INPUT MATERIAL: Begin

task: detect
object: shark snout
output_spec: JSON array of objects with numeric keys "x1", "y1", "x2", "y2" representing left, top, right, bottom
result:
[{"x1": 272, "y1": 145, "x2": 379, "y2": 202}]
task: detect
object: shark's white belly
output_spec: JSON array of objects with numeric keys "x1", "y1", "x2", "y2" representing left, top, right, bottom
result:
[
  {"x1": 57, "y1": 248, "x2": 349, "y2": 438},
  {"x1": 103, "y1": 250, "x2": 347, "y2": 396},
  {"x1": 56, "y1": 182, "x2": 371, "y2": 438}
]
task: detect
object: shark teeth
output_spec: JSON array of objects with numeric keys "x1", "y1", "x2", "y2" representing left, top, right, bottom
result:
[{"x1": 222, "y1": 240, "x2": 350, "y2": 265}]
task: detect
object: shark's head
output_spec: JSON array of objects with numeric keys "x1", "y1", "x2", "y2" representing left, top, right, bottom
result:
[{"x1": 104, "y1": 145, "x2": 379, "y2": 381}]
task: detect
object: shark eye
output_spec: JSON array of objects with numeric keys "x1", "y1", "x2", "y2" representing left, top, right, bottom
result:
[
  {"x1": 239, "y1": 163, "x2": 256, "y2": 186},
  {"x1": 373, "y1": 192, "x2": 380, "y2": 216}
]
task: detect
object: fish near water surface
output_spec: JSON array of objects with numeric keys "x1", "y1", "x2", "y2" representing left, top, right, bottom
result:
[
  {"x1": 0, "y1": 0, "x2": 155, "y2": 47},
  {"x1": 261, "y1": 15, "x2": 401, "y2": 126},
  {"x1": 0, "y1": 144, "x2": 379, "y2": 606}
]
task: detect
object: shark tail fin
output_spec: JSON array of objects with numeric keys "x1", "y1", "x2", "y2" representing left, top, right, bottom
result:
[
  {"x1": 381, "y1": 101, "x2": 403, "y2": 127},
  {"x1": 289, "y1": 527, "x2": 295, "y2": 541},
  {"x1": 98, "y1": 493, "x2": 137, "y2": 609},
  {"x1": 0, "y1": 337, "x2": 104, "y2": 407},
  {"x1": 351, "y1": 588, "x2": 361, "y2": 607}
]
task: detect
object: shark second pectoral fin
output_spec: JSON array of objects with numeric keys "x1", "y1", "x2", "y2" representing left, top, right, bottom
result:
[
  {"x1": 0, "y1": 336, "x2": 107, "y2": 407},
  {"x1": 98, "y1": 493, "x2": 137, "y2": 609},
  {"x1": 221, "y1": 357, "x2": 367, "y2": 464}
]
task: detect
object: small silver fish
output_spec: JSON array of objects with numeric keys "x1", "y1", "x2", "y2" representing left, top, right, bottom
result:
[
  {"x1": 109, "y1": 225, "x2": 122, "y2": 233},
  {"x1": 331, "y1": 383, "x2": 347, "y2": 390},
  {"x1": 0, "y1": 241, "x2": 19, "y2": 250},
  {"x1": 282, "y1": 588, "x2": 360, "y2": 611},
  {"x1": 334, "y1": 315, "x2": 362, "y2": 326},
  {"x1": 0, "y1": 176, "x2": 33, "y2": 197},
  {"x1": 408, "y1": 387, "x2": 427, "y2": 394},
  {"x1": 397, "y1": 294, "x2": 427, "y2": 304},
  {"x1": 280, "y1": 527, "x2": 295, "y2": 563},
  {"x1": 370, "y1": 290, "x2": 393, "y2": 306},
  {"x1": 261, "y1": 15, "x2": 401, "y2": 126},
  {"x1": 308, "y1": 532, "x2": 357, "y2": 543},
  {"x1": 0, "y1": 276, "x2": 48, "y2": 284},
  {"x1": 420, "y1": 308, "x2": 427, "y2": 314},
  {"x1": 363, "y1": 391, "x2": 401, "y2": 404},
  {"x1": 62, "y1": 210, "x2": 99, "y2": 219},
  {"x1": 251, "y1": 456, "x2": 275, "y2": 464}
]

INPUT MATERIAL: End

- WORK ORDER -
Repeat the records above exactly.

- WRITTEN ANSWER -
task: detect
object: shark snout
output_spec: JSON array of objects with numeric keys "x1", "y1", "x2", "y2" representing left, top, right, bottom
result:
[{"x1": 272, "y1": 145, "x2": 379, "y2": 202}]
task: detect
object: shark's white belly
output_spec: JSON array of objects with numeric keys "x1", "y1", "x2", "y2" representing left, top, right, bottom
result:
[
  {"x1": 57, "y1": 248, "x2": 349, "y2": 438},
  {"x1": 103, "y1": 250, "x2": 347, "y2": 396},
  {"x1": 56, "y1": 182, "x2": 371, "y2": 438}
]
task: detect
object: shark teeth
output_spec: JSON array of objects with numeric keys "x1", "y1", "x2", "y2" representing left, top, right, bottom
result:
[{"x1": 222, "y1": 240, "x2": 350, "y2": 265}]
task: detect
object: shark's head
output_spec: JSON array of objects with numeric keys "x1", "y1", "x2", "y2" representing left, top, right, bottom
result:
[{"x1": 104, "y1": 145, "x2": 379, "y2": 381}]
task: detect
object: shark eye
output_spec: JSON array of objects with numeric keys "x1", "y1", "x2", "y2" representing left, top, right, bottom
result:
[
  {"x1": 239, "y1": 163, "x2": 256, "y2": 186},
  {"x1": 373, "y1": 192, "x2": 380, "y2": 216}
]
task: detect
object: fish near water surface
output_spec: JSON array of objects with numeric keys "x1", "y1", "x2", "y2" representing left, top, right, bottom
result:
[
  {"x1": 0, "y1": 0, "x2": 155, "y2": 47},
  {"x1": 261, "y1": 15, "x2": 401, "y2": 126},
  {"x1": 0, "y1": 144, "x2": 379, "y2": 606}
]
task: detect
object: shark tail fin
output_spec: JSON array of objects with numeric keys "x1", "y1", "x2", "y2" representing left, top, right, bottom
result:
[
  {"x1": 381, "y1": 101, "x2": 403, "y2": 127},
  {"x1": 289, "y1": 527, "x2": 295, "y2": 541},
  {"x1": 98, "y1": 493, "x2": 137, "y2": 609},
  {"x1": 0, "y1": 337, "x2": 104, "y2": 407},
  {"x1": 351, "y1": 588, "x2": 361, "y2": 607}
]
task: detect
object: shark second pectoral fin
output_spec: JSON array of objects with numeric keys "x1", "y1", "x2", "y2" representing left, top, right, bottom
result:
[
  {"x1": 0, "y1": 336, "x2": 107, "y2": 407},
  {"x1": 98, "y1": 493, "x2": 137, "y2": 609},
  {"x1": 221, "y1": 357, "x2": 367, "y2": 464}
]
task: detect
object: small silver fish
output_spec: JSON array of objects with numeric keys "x1", "y1", "x2", "y2" representing left, top, right, bottom
result:
[
  {"x1": 109, "y1": 225, "x2": 122, "y2": 233},
  {"x1": 331, "y1": 383, "x2": 347, "y2": 390},
  {"x1": 0, "y1": 241, "x2": 19, "y2": 250},
  {"x1": 282, "y1": 588, "x2": 360, "y2": 611},
  {"x1": 334, "y1": 315, "x2": 362, "y2": 326},
  {"x1": 0, "y1": 176, "x2": 33, "y2": 197},
  {"x1": 408, "y1": 387, "x2": 427, "y2": 394},
  {"x1": 397, "y1": 294, "x2": 427, "y2": 304},
  {"x1": 280, "y1": 527, "x2": 295, "y2": 563},
  {"x1": 370, "y1": 290, "x2": 393, "y2": 306},
  {"x1": 261, "y1": 15, "x2": 401, "y2": 126},
  {"x1": 308, "y1": 532, "x2": 357, "y2": 543},
  {"x1": 0, "y1": 276, "x2": 48, "y2": 284},
  {"x1": 420, "y1": 308, "x2": 427, "y2": 314},
  {"x1": 363, "y1": 391, "x2": 401, "y2": 404},
  {"x1": 62, "y1": 210, "x2": 99, "y2": 219},
  {"x1": 251, "y1": 456, "x2": 275, "y2": 464}
]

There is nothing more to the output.